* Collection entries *
::::::::::

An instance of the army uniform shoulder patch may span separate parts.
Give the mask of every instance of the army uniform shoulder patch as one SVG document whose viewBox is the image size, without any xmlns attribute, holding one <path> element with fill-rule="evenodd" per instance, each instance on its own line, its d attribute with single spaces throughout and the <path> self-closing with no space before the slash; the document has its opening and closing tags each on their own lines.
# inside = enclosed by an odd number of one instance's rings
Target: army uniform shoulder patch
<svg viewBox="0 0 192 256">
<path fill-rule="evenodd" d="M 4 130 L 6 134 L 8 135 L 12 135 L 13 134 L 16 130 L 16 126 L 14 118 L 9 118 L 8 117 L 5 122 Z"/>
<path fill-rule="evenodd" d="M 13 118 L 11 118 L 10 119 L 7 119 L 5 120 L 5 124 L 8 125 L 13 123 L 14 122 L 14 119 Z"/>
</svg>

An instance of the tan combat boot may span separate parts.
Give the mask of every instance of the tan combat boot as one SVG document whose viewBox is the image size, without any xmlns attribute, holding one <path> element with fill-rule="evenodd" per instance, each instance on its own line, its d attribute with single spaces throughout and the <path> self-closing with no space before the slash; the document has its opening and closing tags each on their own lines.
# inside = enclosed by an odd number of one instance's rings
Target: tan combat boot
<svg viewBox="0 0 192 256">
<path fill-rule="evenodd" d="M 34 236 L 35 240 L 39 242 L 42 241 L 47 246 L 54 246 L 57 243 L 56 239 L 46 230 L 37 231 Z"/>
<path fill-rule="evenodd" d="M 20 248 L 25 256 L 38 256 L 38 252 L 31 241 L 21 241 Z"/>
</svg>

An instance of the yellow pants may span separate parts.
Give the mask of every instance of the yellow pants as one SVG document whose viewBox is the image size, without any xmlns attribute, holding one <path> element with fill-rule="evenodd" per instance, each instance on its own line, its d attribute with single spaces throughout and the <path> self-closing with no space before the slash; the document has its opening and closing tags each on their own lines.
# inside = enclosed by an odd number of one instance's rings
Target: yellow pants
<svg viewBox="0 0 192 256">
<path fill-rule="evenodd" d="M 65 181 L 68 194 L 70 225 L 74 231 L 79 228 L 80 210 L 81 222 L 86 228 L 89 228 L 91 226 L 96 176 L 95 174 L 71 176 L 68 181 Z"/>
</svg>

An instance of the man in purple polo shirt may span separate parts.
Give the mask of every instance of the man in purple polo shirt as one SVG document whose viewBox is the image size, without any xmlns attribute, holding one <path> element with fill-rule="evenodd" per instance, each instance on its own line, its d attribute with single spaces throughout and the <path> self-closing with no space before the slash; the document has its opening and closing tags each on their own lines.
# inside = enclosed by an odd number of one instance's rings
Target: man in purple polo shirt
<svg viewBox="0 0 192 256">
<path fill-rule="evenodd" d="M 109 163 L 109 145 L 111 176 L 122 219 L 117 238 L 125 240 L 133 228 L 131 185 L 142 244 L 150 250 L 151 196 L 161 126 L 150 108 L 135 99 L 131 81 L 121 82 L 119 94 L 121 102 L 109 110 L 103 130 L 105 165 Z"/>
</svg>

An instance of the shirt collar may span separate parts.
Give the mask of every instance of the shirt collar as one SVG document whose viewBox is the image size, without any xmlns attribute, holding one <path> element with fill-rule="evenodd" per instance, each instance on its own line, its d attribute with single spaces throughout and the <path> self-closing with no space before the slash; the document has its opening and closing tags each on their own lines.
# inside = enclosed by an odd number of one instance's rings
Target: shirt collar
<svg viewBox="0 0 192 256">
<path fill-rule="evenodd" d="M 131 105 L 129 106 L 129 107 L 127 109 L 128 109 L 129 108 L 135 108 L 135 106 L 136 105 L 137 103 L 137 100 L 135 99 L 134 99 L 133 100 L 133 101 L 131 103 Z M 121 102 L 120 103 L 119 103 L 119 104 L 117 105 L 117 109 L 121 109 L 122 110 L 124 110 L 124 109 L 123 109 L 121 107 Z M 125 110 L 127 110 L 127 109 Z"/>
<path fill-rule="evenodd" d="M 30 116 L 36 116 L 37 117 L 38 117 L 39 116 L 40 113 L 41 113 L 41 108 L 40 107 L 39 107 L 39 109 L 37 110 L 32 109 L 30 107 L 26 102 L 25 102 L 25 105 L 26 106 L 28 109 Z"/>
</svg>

::::::::::

* STATED TASK *
Format the lines from the one with "An instance of the tan" through the one with "34 236 L 35", both included, as a Markdown table with columns n and Line, one row per line and no rows for blank lines.

* RESPONSE *
| n | Line |
|---|---|
| 1 | An instance of the tan combat boot may span separate parts. |
| 2 | Give the mask of every instance of the tan combat boot as one SVG document whose viewBox is the image size, without any xmlns attribute, holding one <path> element with fill-rule="evenodd" per instance, each instance on its own line, its d attribute with single spaces throughout and the <path> self-closing with no space before the slash; the document has its opening and closing tags each on their own lines. |
| 3 | # inside = enclosed by an odd number of one instance's rings |
| 4 | Target: tan combat boot |
| 5 | <svg viewBox="0 0 192 256"> |
| 6 | <path fill-rule="evenodd" d="M 34 236 L 35 240 L 39 242 L 42 241 L 47 246 L 54 246 L 57 243 L 56 239 L 46 230 L 37 231 Z"/> |